The prognosis, however, was not good. Janus cats, named after the Roman god with two faces, are extremely rare and seldom live more than a few days after being born. Often they die within hours. But under Marty's dedicated care Frank and Louie flourished. He turned 12 years old on Sept. 8.
Frank and Louie has two mouths, two noses and two normal eyes with one larger non-functioning eye in the center. “That was the first eye to open up when he was two days old so I had a little Cyclops for a while,” Marty said. That's not an endearing image, and, as often happens with animals and even people who are not exactly like everyone else, Frank and Louie often draws a shocked reaction from onlookers. But that first impression quickly fades.
“He's just so affectionate and sweet he usually wins people over,” Marty said.
The cat has two faces, but only one head and brain, so the faces react in unison and not as separate entities. Also, two faces doesn't mean two cans of cat food every morning. The cat's right side — or Frank's side — is connected to an esophagus while Louie's isn't, so Frank eats for two.
If you look at the cat from the left he looks completely normal. Look at him from the right and he does as well. It is only when you look straight at him that you can see how unusual he is — so different he attracted worldwide attention after a local news story and video about him was picked up internationally about six years ago. One of those articles captured the attention of British cryptozoologist and science writer Karl Shuker, whose books include “From Flying Toads to Snakes with Wings: In Search of Mysterious Beasts, Bizarre Creatures and Mystery Animals” and “Mystery Cats of the World.”

Saved entries:
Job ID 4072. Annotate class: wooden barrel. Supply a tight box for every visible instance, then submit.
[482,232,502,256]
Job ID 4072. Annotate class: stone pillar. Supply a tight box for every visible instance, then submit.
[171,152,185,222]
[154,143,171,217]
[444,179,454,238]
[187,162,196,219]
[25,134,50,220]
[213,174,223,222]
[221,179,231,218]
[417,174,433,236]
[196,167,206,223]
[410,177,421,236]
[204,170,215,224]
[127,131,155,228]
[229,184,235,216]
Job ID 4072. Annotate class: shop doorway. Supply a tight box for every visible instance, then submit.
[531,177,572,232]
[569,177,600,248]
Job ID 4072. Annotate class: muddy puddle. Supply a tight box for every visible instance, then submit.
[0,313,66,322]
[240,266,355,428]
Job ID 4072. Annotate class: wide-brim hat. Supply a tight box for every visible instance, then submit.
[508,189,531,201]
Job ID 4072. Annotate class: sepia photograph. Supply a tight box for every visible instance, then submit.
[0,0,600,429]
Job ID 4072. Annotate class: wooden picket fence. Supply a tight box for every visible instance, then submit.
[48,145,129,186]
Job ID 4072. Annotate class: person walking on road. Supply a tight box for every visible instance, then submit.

**Required task A**
Please rewrite the passage about the two-faced cat from "Frank and Louie has" to "eats for two.", putting "gentle" in place of "affectionate".
**Required task B**
Repeat the records word for word from their first line through the line with "[240,266,355,428]".

**Expected answer A**
Frank and Louie has two mouths, two noses and two normal eyes with one larger non-functioning eye in the center. “That was the first eye to open up when he was two days old so I had a little Cyclops for a while,” Marty said. That's not an endearing image, and, as often happens with animals and even people who are not exactly like everyone else, Frank and Louie often draws a shocked reaction from onlookers. But that first impression quickly fades.
“He's just so gentle and sweet he usually wins people over,” Marty said.
The cat has two faces, but only one head and brain, so the faces react in unison and not as separate entities. Also, two faces doesn't mean two cans of cat food every morning. The cat's right side — or Frank's side — is connected to an esophagus while Louie's isn't, so Frank eats for two.

**Expected answer B**
Job ID 4072. Annotate class: wooden barrel. Supply a tight box for every visible instance, then submit.
[482,232,502,256]
Job ID 4072. Annotate class: stone pillar. Supply a tight box for every visible instance, then submit.
[171,152,185,222]
[154,143,171,217]
[444,179,454,238]
[187,162,196,219]
[25,134,50,220]
[213,174,223,222]
[221,179,231,218]
[417,174,433,236]
[196,167,206,223]
[410,177,421,236]
[204,170,215,224]
[127,131,155,228]
[229,184,235,216]
Job ID 4072. Annotate class: shop doorway. Supply a tight box for every visible instance, then submit.
[531,177,572,232]
[569,177,600,248]
Job ID 4072. Annotate class: muddy puddle. Supply a tight box for every visible instance, then submit.
[0,313,66,322]
[240,266,355,428]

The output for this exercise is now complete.